Auszug
.....

Das Implantat in der Sobieskigasse

2015 wurde ein über 120 Jahre altes Gründerzeithaus in der Sobieskigasse (9. Bezirk) abgerissen. Statt des prächtigen Historismus-Baus steht nun ein Neubau mitten in einem gründerzeitlichen Häuserensemble. Behörden und Politik haben nicht rechtzeitig für eine umfassende Schutzzone gesorgt.

Der Abriss hat auch Konsequenzen für die Umgebung, denn eine schöne Erdgeschoßzone mit Platz für Geschäfte und Lokale gibt es seither nicht mehr. Das Erdgeschoß des Neubaus besteht aus einer schwarzen Wand und einer Garageneinfahrt. Auch daran hat die Politik ihren Anteil: Anders als in vielen deutschen Städten werden Eigentümer in Wien dazu gezwungen, Garagen zu bauen. Selbst wenn ein Haus in der Nähe einer U-Bahn-Station steht.

.....

Datenzeilen
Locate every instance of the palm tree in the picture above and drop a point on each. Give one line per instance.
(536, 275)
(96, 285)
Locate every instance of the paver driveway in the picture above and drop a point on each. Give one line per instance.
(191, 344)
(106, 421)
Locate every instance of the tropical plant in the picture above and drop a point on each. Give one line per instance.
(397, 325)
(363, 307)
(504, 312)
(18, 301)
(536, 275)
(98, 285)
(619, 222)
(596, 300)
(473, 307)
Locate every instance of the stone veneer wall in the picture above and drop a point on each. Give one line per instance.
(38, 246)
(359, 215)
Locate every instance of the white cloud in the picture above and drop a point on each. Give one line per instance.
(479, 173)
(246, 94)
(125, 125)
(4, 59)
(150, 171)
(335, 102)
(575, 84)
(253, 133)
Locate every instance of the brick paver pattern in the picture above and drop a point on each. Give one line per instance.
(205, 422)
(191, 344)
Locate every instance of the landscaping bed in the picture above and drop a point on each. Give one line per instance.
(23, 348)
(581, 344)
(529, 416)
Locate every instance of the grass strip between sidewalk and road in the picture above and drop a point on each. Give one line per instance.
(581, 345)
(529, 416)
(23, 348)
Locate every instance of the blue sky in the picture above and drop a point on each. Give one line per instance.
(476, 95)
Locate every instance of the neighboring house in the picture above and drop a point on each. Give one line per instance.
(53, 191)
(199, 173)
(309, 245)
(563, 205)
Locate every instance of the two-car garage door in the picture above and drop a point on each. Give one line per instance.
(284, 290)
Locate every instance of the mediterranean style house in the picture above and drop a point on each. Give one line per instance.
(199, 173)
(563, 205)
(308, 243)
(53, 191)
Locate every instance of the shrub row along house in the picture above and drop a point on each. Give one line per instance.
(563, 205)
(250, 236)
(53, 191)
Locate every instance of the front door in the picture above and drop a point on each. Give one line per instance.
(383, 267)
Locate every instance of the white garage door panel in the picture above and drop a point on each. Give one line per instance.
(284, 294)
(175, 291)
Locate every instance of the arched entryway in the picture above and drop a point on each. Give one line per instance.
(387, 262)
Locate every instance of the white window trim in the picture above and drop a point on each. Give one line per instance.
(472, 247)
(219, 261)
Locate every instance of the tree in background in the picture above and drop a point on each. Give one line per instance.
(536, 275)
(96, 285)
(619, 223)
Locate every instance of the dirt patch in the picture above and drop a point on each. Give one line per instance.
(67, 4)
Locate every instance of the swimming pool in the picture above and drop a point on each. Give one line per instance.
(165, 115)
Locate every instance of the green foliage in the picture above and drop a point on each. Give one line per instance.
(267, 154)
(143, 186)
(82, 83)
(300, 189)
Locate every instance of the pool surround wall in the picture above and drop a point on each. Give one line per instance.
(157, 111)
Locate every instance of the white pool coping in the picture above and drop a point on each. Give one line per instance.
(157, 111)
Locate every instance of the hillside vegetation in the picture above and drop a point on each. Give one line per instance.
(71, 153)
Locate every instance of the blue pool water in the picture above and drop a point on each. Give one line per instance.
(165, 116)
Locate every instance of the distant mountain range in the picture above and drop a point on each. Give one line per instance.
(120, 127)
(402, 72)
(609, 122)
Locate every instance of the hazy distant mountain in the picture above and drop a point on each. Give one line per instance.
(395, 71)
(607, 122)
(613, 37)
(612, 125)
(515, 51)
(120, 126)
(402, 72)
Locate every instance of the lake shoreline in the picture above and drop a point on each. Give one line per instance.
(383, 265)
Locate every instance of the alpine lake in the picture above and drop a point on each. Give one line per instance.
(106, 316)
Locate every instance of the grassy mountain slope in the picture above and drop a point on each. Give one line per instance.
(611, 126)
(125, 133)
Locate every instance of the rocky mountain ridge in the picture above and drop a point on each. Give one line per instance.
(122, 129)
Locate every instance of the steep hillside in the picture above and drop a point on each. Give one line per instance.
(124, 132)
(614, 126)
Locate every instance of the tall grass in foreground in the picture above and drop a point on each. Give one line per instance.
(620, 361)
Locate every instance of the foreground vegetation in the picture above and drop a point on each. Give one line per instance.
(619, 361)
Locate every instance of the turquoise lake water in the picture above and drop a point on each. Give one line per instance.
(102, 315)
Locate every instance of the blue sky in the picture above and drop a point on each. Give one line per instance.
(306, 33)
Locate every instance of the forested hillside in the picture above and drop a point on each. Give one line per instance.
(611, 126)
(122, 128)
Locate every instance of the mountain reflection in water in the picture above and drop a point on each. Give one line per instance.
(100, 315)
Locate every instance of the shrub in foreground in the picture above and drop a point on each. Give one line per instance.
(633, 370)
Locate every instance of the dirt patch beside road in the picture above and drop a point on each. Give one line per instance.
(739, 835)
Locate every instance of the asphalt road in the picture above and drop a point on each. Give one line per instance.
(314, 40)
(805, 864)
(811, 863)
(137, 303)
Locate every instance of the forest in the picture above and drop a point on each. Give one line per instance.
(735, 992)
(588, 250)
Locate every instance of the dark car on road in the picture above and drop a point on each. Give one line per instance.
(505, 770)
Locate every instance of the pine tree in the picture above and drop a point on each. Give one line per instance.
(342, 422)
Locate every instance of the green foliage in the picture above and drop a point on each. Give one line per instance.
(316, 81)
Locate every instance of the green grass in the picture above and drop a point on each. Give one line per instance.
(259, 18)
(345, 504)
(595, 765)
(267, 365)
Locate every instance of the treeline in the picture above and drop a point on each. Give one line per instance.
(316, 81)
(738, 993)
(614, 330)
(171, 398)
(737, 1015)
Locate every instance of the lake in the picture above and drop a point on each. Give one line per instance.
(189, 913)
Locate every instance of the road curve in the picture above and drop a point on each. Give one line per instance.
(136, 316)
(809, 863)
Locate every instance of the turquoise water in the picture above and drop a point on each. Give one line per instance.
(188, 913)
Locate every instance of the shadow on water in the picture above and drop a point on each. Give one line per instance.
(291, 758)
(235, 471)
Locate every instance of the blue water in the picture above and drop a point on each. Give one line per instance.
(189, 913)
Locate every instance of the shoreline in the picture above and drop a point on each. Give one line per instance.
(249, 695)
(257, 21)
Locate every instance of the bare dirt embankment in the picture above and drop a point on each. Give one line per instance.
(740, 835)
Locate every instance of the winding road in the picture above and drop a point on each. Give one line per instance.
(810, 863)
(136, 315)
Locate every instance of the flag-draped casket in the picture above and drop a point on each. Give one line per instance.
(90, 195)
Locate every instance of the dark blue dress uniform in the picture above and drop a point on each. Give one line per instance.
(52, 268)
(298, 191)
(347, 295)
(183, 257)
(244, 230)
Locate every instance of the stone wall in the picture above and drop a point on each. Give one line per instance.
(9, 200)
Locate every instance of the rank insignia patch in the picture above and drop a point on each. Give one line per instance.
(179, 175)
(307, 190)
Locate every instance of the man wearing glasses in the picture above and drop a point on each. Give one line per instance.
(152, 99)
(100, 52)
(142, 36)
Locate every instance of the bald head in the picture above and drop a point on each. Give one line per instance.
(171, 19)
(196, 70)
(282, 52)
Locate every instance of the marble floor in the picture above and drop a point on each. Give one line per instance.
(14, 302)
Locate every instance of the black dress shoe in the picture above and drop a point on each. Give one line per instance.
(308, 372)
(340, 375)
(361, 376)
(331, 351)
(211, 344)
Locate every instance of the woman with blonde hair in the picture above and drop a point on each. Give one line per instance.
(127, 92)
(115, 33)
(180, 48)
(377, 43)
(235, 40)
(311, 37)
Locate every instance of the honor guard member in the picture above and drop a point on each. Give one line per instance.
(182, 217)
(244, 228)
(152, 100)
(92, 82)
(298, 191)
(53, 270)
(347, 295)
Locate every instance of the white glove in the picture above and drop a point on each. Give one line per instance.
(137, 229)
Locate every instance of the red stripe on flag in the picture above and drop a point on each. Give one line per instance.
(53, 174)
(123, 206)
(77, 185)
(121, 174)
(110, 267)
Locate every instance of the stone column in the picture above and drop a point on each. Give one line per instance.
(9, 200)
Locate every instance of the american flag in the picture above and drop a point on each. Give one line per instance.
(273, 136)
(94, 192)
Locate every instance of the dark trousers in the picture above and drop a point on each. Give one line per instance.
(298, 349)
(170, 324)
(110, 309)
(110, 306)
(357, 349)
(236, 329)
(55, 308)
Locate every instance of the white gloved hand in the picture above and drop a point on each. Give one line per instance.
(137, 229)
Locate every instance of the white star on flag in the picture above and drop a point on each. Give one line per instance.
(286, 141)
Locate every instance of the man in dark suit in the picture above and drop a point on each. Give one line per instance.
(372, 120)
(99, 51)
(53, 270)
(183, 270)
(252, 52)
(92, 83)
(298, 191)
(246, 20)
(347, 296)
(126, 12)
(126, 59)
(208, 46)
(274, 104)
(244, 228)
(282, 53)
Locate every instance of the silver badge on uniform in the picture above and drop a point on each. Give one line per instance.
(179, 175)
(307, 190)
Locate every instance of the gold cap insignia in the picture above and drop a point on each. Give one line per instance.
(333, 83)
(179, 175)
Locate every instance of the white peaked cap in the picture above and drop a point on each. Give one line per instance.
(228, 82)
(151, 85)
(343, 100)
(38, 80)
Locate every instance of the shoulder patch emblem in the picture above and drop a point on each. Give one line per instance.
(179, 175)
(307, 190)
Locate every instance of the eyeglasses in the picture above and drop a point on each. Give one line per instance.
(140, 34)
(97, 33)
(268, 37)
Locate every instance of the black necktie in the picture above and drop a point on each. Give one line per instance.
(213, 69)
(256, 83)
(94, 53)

.....

Gib aus dem Text über das Haus in der Sobieskigasse alles von „2015 wurde ein“ bis hinunter zu „einer U-Bahn-Station steht.“ noch einmal wieder und tausche dabei „Wien“ gegen „Graz“ aus.

2015 wurde ein über 120 Jahre altes Gründerzeithaus in der Sobieskigasse (9. Bezirk) abgerissen. Statt des prächtigen Historismus-Baus steht nun ein Neubau mitten in einem gründerzeitlichen Häuserensemble. Behörden und Politik haben nicht rechtzeitig für eine umfassende Schutzzone gesorgt.

Der Abriss hat auch Konsequenzen für die Umgebung, denn eine schöne Erdgeschoßzone mit Platz für Geschäfte und Lokale gibt es seither nicht mehr. Das Erdgeschoß des Neubaus besteht aus einer schwarzen Wand und einer Garageneinfahrt. Auch daran hat die Politik ihren Anteil: Anders als in vielen deutschen Städten werden Eigentümer in Graz dazu gezwungen, Garagen zu bauen. Selbst wenn ein Haus in der Nähe einer U-Bahn-Station steht.